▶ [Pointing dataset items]
=-=-=-=-=

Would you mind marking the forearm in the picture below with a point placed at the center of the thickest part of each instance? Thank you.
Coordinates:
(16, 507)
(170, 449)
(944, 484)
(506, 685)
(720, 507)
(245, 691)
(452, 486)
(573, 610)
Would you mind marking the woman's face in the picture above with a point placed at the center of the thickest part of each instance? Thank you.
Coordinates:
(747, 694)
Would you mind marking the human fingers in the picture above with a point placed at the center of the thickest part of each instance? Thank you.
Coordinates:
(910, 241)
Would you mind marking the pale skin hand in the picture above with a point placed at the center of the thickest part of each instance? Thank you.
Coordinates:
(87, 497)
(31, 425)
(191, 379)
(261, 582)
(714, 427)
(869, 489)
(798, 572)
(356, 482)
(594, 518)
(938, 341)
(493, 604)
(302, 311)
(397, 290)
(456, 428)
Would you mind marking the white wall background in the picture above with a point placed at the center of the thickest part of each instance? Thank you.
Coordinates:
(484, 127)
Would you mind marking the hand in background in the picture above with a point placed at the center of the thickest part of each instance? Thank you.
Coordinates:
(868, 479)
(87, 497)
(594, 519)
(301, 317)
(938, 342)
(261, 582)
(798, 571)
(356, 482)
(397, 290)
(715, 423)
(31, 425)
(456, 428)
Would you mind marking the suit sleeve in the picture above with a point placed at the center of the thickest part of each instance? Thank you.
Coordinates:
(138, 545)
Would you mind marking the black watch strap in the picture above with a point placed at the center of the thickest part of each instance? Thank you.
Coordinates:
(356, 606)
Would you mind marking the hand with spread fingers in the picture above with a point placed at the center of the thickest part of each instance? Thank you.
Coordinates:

=-=-=-=-=

▶ [Set problem]
Please reproduce the items starting at the line that contains "Would you mind marking the hand in" and continuing through the last line, keeping every request line as it stands. Multiply each coordinate value by 1.95, rounding to the nearest whole number with halves going up.

▶ [Solution for this problem]
Would you mind marking the hand in background in the picture above with a point placed at the center of the thickest part of each instance? Thank you.
Coordinates:
(1693, 934)
(170, 969)
(1158, 1012)
(587, 618)
(1829, 667)
(509, 1135)
(1556, 1113)
(694, 940)
(774, 566)
(1394, 825)
(60, 829)
(889, 835)
Would you mind marking the suit sleeve in the picture above with a point placed at the center of the thickest part of each instance? Thank you.
Coordinates:
(269, 1063)
Would you mind marking the black watch strap in the picture above with a point placed at the center of the thickest part of each instance? Thank you.
Coordinates:
(694, 1182)
Would you mind marking the hand with spread fingers in the picture above with a point placed at the center of the thickest part of each instance? Thank you.
Coordinates:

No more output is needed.